─── EXERCISE DATA ───
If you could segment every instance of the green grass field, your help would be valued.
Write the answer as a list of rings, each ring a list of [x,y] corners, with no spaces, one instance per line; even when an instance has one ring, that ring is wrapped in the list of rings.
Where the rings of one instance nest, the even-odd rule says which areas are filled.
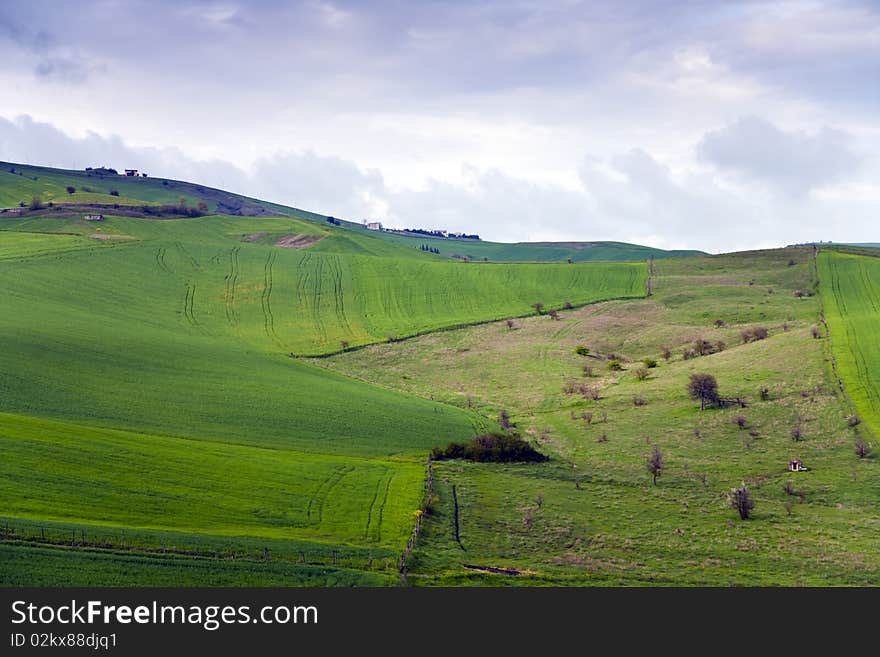
[[[818,261],[838,374],[859,418],[880,435],[880,259],[823,251]]]
[[[552,457],[535,465],[437,464],[438,500],[411,564],[411,584],[880,583],[877,462],[853,453],[848,404],[829,378],[825,341],[811,337],[818,298],[794,295],[815,283],[812,251],[655,266],[648,299],[321,361],[487,416],[506,409]],[[743,344],[740,331],[754,326],[766,327],[769,337]],[[683,359],[696,339],[727,346]],[[592,356],[577,355],[578,345]],[[668,362],[664,348],[671,350]],[[610,354],[623,361],[623,371],[607,368]],[[659,365],[640,381],[635,372],[645,358]],[[584,376],[584,365],[593,367],[592,376]],[[722,394],[746,399],[748,408],[701,412],[685,391],[693,372],[714,374]],[[597,387],[601,399],[566,394],[569,382]],[[735,423],[739,415],[744,429]],[[802,438],[795,441],[798,426]],[[657,486],[645,467],[654,444],[666,459]],[[806,472],[788,472],[794,457]],[[727,492],[742,482],[756,501],[748,521],[726,504]],[[783,490],[787,482],[792,494]]]
[[[6,584],[395,583],[427,453],[494,421],[291,352],[638,296],[646,274],[461,263],[291,217],[0,229]]]
[[[666,251],[624,242],[521,242],[449,239],[417,234],[375,233],[380,239],[418,249],[425,245],[450,258],[490,262],[631,261],[705,255],[701,251]]]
───
WORK REQUIRED = Format the data above as a Markdown table with a "Row" column numbering each line and a "Line" column holding its text, skipping blank lines. Leave the pictures out of the table.

SOLUTION BELOW =
| Row | Line |
|---|---|
| 1 | If you could segment every instance of the green grass field, your help would be valued. |
| 2 | Write the answer as a list of rings, each ring a list of [x,y] corners, with no spaces, one instance per line; even when an instance has one ring, that ring is wrapped in the list of rings. |
| 3 | Where the rings of one instance nest, the even-odd rule says which areas are filled. |
| 4 | [[[818,261],[838,374],[859,418],[880,435],[880,259],[823,251]]] |
| 5 | [[[552,457],[535,465],[437,464],[438,500],[411,564],[411,584],[880,583],[877,462],[853,453],[848,404],[829,378],[825,341],[811,337],[818,298],[794,295],[815,283],[812,251],[655,266],[648,299],[321,361],[487,416],[506,409]],[[743,344],[740,331],[754,326],[766,327],[769,337]],[[683,359],[696,339],[727,346]],[[592,356],[577,355],[578,345]],[[668,362],[664,348],[671,350]],[[610,354],[623,361],[623,371],[607,368]],[[659,365],[640,381],[635,372],[645,358]],[[584,376],[584,365],[593,367],[592,376]],[[722,394],[746,399],[748,408],[701,412],[685,391],[693,372],[714,374]],[[597,387],[601,399],[566,394],[569,382]],[[735,423],[739,415],[744,429]],[[802,438],[795,441],[798,426]],[[657,486],[645,467],[654,444],[666,459]],[[806,472],[788,472],[794,457]],[[727,492],[742,482],[756,501],[748,521],[726,504]],[[783,490],[787,482],[792,494]]] |
| 6 | [[[6,584],[395,583],[427,453],[494,421],[291,352],[638,296],[646,274],[461,263],[291,217],[0,229]]] |
| 7 | [[[666,251],[624,242],[521,242],[449,239],[417,234],[375,233],[380,239],[418,249],[425,245],[450,258],[490,262],[631,261],[705,255],[701,251]]] |